▶ TEXT FOR ANALYSIS
3,798 Changes

I built MemoryDial in 2016 because the web kept lying to me.

Not maliciously. Pages just changed. A headline rewrote itself between morning coffee and lunch. A price shifted overnight. A paragraph vanished like it never existed. I wanted a system that would remember what the web looked like yesterday, even when the web itself refused to.

The concept was simple. You give it a URL and a CSS selector. It watches. Every five minutes, Celery workers fan out across fourteen websites, pull the HTML, parse it with lxml and BeautifulSoup, compare it to what they found last time. If something changed, the system logs it. I called these monitored items “Cogs” because that's what they were: small, reliable, mechanical things that turned without supervision.

Django 1.7 ran the first version. SQLite held the data. RabbitMQ kept the task queue honest. The whole thing fit on a single server and cost almost nothing to run.

That was ten years ago.

The system is still running. Three thousand, seven hundred and ninety-eight content changes captured since I first deployed it. Nine user accounts. Fourteen monitored sites. The Cogs keep turning.

I've upgraded the Django version three times underneath it: 1.7 to 3.2, then to 5.2.5. Each migration was its own archaeology project. South migrations became Django migrations. Python 2 idioms became Python 3. Template tags changed syntax. But the core data survived every transition. Every content change from 2016 sits in the same SQLite database that holds yesterday's scrape results.

Two assumptions held up. The selectors didn't.

A Tuesday in 2019. I checked the dashboard and found a flatline. A news site had redesigned overnight, moved their headline from `div.story-header h1` to `article header .headline-text`. The Cog didn't error. It just went silent. The element it watched no longer existed at that address. Three days of changes, gone.

▶ LIST OF TASKS
[1] In the text about MemoryDial, what name did the author give to the monitored items?
[2] Pick up the MemoryDial story after its final sentence and keep writing.

▶ RECORD EXCERPTS
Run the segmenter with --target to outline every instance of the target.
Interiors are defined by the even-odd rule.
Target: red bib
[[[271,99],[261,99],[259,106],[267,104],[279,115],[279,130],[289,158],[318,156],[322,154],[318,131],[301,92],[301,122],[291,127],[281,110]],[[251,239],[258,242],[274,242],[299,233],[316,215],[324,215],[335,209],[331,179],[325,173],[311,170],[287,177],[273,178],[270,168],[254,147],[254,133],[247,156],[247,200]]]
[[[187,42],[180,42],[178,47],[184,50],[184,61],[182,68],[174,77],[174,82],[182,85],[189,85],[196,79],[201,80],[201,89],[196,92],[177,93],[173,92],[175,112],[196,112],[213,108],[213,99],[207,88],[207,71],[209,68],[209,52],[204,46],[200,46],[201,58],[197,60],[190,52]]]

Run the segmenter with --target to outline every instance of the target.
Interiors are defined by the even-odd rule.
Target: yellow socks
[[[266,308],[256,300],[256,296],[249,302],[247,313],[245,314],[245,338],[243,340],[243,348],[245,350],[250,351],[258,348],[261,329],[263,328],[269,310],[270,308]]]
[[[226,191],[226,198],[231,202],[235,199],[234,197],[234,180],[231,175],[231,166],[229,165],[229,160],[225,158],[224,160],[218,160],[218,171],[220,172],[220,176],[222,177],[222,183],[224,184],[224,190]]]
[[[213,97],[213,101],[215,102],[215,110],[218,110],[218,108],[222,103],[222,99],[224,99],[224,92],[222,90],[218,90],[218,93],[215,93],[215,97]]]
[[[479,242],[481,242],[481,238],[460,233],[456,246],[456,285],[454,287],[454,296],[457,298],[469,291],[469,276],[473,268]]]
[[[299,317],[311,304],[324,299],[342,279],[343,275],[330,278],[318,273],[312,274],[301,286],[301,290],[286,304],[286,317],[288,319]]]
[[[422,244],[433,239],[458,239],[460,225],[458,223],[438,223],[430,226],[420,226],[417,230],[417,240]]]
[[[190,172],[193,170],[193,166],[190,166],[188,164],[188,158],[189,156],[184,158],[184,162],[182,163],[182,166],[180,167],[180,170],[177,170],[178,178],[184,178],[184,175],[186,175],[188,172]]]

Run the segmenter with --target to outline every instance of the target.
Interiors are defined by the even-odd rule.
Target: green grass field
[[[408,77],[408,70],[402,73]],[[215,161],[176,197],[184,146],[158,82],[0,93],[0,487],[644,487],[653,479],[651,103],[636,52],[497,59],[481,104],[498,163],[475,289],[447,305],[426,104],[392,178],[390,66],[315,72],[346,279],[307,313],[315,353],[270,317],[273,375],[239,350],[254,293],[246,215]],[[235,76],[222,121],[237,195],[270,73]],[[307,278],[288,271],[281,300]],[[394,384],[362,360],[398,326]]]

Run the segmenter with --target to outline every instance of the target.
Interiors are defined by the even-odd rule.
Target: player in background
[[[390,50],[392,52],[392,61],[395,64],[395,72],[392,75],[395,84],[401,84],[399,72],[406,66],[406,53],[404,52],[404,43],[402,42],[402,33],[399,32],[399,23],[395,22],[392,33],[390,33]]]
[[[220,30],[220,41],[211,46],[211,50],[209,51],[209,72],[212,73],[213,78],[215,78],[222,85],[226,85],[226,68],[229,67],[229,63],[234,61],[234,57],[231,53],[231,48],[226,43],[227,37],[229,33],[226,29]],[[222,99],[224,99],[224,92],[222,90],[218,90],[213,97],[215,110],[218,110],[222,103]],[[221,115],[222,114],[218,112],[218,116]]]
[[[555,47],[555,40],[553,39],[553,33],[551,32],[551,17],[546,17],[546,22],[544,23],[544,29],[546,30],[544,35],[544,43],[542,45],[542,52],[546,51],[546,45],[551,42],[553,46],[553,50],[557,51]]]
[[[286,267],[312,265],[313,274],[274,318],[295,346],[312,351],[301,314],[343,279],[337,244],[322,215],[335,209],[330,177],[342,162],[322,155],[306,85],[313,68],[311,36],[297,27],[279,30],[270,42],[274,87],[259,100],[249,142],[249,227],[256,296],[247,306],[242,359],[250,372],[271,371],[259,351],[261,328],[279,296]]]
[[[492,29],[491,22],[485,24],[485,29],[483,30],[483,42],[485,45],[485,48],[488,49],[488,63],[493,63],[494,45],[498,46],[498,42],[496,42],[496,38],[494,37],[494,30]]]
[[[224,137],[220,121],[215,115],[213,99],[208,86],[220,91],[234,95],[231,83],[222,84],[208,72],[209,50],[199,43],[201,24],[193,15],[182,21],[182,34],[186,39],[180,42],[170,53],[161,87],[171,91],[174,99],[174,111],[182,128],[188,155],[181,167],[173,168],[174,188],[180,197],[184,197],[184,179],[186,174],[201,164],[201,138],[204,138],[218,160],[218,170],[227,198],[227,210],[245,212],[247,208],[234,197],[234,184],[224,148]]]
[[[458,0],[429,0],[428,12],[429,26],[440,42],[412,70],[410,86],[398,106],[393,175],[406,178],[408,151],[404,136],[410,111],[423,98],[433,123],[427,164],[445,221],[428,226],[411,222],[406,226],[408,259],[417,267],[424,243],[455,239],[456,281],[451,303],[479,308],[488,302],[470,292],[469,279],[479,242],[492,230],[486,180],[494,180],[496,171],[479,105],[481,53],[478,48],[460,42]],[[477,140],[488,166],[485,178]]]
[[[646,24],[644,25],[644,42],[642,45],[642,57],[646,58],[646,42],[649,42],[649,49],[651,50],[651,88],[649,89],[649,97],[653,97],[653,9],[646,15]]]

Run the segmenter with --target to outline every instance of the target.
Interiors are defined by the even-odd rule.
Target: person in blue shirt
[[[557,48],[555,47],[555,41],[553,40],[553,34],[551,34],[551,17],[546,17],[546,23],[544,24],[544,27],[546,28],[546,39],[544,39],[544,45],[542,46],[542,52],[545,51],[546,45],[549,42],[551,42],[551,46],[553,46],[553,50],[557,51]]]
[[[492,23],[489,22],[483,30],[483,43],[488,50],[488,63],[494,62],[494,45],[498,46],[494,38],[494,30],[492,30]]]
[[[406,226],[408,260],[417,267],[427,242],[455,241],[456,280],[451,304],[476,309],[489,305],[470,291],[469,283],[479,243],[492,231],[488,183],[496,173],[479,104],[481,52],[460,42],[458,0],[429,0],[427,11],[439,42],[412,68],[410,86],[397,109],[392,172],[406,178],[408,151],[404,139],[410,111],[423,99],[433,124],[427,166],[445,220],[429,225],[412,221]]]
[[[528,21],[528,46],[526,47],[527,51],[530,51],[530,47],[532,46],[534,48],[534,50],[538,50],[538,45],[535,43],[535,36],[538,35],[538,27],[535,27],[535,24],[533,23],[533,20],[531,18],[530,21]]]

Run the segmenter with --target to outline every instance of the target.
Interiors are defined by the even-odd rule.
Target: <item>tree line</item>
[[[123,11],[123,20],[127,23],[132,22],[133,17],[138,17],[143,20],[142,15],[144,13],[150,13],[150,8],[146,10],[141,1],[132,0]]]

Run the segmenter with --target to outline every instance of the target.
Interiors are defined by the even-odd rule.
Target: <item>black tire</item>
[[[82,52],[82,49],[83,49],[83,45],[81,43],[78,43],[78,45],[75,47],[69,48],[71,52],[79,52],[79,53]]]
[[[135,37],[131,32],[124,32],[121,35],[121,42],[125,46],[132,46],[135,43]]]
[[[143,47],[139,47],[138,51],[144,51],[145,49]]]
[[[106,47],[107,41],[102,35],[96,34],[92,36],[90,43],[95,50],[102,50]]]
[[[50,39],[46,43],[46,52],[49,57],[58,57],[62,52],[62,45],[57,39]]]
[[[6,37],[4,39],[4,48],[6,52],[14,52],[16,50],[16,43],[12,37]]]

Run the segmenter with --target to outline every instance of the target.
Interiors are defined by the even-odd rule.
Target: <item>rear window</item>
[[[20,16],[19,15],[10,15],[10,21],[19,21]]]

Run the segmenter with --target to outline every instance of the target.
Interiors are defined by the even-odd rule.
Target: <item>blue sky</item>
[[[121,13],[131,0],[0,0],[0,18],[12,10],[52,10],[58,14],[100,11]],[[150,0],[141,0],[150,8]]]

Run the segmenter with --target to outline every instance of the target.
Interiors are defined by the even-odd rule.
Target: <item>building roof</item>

▶ ANSWERS TO THE EXERCISE
[1] Cogs.

[2]
I cracked open DevTools, found the new selector, updated the config. Twenty minutes. The Cog started turning again.

Six weeks later the same site changed layouts. Same drill. DevTools, new selector, twenty minutes. Then another site redesigned. Then another. I spent more time fixing selectors than I spent building the original system.

This is the part where I'm supposed to say I solved the problem elegantly. I didn't. I just kept fixing them. For years. The monitoring worked because I was stubborn, not because the approach was sound.

But the experience left a mark.

Then GPT arrived. And I understood immediately what it meant for this kind of work.

A model doesn't need a CSS path. It reads a page the way a human does: by context, not by address. The headline is the headline because it reads like one, not because it sits inside a particular div. Point it at a page, describe what you want, and it extracts it. No selectors. No breakage when layouts change. No flatlines.

That shift, from “tell the machine where to look” to “let the machine see what it's looking at,” is the arc I lived through. I wrote the selectors. I fixed them when they broke. I maintained the system that needed me to understand the DOM of every site I monitored. Now I build systems that don't need any of that.

But I keep MemoryDial running. Partly because it still works. Partly because those 3,798 changes represent something I care about: the idea that the web has a memory problem, and software can fix it. The pages themselves forget. Someone should remember.

That's why this blog carries the name. MemoryDial isn't a product. It's a belief that got encoded into a Django app one weekend in 2016 and never stopped running. The web changes constantly. Most of those changes disappear. I built a small, stubborn machine that catches them before they're gone.

The Cogs are still turning. They'll turn tomorrow too.